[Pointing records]
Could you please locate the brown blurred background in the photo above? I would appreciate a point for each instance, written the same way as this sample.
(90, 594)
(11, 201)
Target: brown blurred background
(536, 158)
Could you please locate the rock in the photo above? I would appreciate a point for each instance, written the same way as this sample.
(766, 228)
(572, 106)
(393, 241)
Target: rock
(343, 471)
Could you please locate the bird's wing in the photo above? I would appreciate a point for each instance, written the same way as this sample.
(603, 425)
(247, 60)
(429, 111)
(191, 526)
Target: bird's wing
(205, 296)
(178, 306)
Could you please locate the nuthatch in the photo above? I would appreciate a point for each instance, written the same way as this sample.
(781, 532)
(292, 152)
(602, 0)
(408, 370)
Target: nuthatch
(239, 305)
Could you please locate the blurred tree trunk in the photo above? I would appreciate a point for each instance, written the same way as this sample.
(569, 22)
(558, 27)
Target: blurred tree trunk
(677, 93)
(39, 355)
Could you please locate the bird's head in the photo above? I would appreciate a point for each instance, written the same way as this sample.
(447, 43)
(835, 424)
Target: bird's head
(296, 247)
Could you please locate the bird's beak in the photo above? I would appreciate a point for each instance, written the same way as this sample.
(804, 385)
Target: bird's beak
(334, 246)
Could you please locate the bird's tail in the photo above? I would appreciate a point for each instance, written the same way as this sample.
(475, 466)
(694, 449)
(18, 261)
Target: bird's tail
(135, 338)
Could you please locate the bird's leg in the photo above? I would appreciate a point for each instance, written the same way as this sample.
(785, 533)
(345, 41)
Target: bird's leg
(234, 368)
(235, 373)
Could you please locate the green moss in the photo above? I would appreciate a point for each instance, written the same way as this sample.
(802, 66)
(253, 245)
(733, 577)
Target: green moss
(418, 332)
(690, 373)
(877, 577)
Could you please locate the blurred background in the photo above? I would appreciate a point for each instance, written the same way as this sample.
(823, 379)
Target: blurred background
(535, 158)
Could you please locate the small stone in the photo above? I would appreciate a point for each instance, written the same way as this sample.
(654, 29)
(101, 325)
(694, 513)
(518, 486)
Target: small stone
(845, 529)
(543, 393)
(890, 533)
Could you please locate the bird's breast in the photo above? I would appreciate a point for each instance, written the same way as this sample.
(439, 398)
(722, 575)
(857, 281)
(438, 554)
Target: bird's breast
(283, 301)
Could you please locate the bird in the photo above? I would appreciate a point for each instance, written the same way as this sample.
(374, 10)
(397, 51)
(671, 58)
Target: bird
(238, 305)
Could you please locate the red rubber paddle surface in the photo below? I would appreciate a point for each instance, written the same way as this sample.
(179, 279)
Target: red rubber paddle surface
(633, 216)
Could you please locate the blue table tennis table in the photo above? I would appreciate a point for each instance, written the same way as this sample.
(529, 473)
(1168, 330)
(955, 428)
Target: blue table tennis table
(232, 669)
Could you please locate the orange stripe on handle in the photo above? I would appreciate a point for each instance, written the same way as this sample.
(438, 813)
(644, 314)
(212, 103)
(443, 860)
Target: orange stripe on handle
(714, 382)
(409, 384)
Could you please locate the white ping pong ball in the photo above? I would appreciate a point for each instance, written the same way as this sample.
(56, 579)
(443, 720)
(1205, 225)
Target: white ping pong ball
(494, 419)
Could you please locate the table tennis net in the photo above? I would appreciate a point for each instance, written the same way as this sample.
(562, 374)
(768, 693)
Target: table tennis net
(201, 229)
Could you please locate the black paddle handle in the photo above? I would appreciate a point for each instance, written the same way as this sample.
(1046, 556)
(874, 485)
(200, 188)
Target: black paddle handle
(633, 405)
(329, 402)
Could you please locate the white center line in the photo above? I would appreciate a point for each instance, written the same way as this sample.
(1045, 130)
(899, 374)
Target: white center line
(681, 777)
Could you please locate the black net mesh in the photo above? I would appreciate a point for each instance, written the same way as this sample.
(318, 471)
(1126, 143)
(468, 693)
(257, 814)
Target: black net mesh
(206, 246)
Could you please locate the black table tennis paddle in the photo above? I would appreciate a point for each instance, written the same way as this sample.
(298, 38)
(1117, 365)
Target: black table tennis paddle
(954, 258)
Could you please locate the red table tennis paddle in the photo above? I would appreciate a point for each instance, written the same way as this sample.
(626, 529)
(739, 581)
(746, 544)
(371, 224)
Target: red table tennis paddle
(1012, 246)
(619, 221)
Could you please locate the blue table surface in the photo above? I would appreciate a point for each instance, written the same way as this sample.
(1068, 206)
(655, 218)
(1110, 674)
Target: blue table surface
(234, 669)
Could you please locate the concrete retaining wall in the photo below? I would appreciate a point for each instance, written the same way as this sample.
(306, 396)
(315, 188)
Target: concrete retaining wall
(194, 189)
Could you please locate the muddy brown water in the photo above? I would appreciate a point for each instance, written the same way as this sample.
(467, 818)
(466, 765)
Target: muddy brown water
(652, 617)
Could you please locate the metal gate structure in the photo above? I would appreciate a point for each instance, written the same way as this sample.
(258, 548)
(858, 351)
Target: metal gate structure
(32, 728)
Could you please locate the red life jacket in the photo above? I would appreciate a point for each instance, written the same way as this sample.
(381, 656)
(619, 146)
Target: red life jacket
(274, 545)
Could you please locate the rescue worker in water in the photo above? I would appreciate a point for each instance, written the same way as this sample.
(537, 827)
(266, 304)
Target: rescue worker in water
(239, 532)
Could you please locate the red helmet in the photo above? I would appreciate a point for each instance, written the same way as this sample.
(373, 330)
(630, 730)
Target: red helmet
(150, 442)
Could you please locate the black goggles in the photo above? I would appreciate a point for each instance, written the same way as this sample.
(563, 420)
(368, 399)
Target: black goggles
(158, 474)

#### TASK DETAILS
Please output these records again line for line, with nothing changed.

#### REPLY
Could you please locate the brown blurred background in the photo above? I would appreciate a point for each instance, written the same way as this sample.
(90, 594)
(11, 201)
Target: brown blurred background
(536, 158)
Could you please locate the rock in the photo above? I would appreciate a point for each instance, written the same way as this sample.
(766, 228)
(572, 106)
(393, 241)
Target: rock
(343, 471)
Could you please locate the bird's wing in the photo above? I would appreciate a point for each instance, written the same way as this sample.
(603, 425)
(247, 60)
(429, 111)
(191, 526)
Target: bird's wing
(205, 296)
(178, 306)
Could you please locate the nuthatch in the photo above? I would appreciate a point for each instance, written the same way as this sample.
(781, 532)
(292, 152)
(602, 0)
(408, 370)
Target: nuthatch
(239, 305)
Could you please locate the blurred tree trunk in the photo above? I would appreciate a point for each instance, written the same way as this sample.
(569, 22)
(558, 27)
Target: blurred tree trunk
(677, 93)
(39, 355)
Could you please locate the bird's head in the photo above? I would appreciate a point for each instance, written the same way as this sample.
(447, 43)
(835, 424)
Target: bird's head
(296, 247)
Could you please locate the bird's beak in the photo above? I would appreciate a point for each instance, written the same way as this sample.
(804, 385)
Target: bird's beak
(334, 246)
Could you please locate the bird's tail in the photo above? I would appreciate a point for each instance, written the same way as this sample.
(475, 466)
(694, 449)
(18, 261)
Target: bird's tail
(135, 338)
Could you please locate the bird's leg in the photo above? I would appreciate a point for each instance, written the same way as this sample.
(785, 533)
(345, 41)
Target: bird's leg
(234, 368)
(235, 373)
Could you please locate the green moss in the photo above? I would appreciate a point for each instance, written the same way as this sample.
(802, 66)
(253, 245)
(733, 577)
Target: green moss
(418, 332)
(690, 373)
(877, 577)
Could you please locate the blurred background in the photo above? I would appreciate a point for each instance, written the same way as this sample.
(823, 379)
Target: blurred background
(535, 158)
Could you please locate the small stone in the photo above? I would appreciate a point for each instance, written the same way as this sample.
(654, 29)
(101, 325)
(694, 513)
(518, 486)
Target: small stone
(845, 529)
(543, 393)
(890, 533)
Could you please locate the bird's breast in the photo above? I would appreciate a point for each instance, written the same way as this sample.
(439, 398)
(722, 575)
(857, 281)
(438, 554)
Target: bird's breast
(283, 301)
Could you please locate the bird in the photo above? I would appreciate a point for each instance, written the same way as this sample.
(374, 10)
(397, 51)
(671, 58)
Target: bird
(238, 305)
Could you please locate the red rubber paddle surface in the photo below? I would appreciate a point for each instance, written the same way as this sample.
(179, 279)
Target: red rubber paddle surface
(633, 216)
Could you please locate the blue table tennis table in the photo above? I would appreciate a point for each instance, written the same way as this sample.
(529, 473)
(1168, 330)
(955, 428)
Target: blue table tennis table
(232, 669)
Could you please locate the orange stripe on handle in the photo above? I would appreciate a point for each instance, written the same way as this sample.
(438, 813)
(644, 314)
(212, 103)
(443, 860)
Target: orange stripe on handle
(714, 382)
(409, 384)
Could you please locate the white ping pong ball in the photo above? I would appreciate a point for each instance, written the same way as this sample.
(56, 579)
(443, 720)
(1205, 225)
Target: white ping pong ball
(494, 419)
Could you please locate the table tennis net in the photo above? I would appreciate a point for each instance, written the same way as this sample.
(562, 374)
(768, 693)
Target: table tennis net
(201, 229)
Could you please locate the black paddle handle in the photo above? I would appreciate a point for each instance, written the same way as this sample.
(1046, 556)
(874, 485)
(200, 188)
Target: black paddle handle
(633, 405)
(329, 402)
Could you please locate the white center line in the photo above? I would appreciate a point for each instance, written the same way as this sample.
(1045, 130)
(899, 374)
Target: white center line
(681, 777)
Could you please locate the black net mesh in the photo above? I would appreciate a point for each instance, written the same way as this sample.
(318, 471)
(1126, 143)
(468, 693)
(257, 814)
Target: black net mesh
(206, 246)
Could you please locate the black table tennis paddle in the photo above? I would appreciate a point for each instance, written the same way as this sample.
(298, 38)
(1117, 365)
Target: black table tennis paddle
(954, 258)
Could you please locate the red table tennis paddle in the photo above? I would appreciate a point for each instance, written the same way as this sample.
(626, 529)
(739, 581)
(746, 544)
(371, 224)
Target: red table tennis paddle
(1012, 246)
(619, 221)
Could you please locate the blue table surface in the photo above? I would appreciate a point for each instance, written the same way as this sample.
(1068, 206)
(655, 218)
(1110, 674)
Target: blue table surface
(234, 669)
Could you please locate the concrete retaining wall in the photo below? I would appreciate a point for each instance, written the same way as this sample.
(306, 396)
(315, 188)
Target: concrete retaining wall
(194, 189)
Could you please locate the muddy brown water in the photo above? I would appreciate a point for each instance, written the same way as this sample.
(467, 818)
(466, 765)
Target: muddy brown water
(652, 617)
Could you please locate the metal gate structure in the photo above? I would appreciate a point for each instance, written the same way as this sample.
(258, 548)
(858, 351)
Target: metal gate structure
(32, 728)
Could you please locate the red life jacket in the photo above? I would appreciate a point for each instance, written the same way as this sample.
(381, 656)
(619, 146)
Target: red life jacket
(274, 545)
Could you please locate the rescue worker in water in the photo above? I would appreciate a point for each instance, written the same way as this sample.
(537, 827)
(266, 304)
Target: rescue worker in water
(239, 532)
Could you please locate the red helmet in the photo above? I would appreciate a point for each instance, written the same way as this sample.
(373, 330)
(630, 730)
Target: red helmet
(150, 442)
Could you please locate the black goggles in the photo above? I would appreciate a point for each instance, written the same way as this sample.
(563, 420)
(368, 399)
Target: black goggles
(158, 474)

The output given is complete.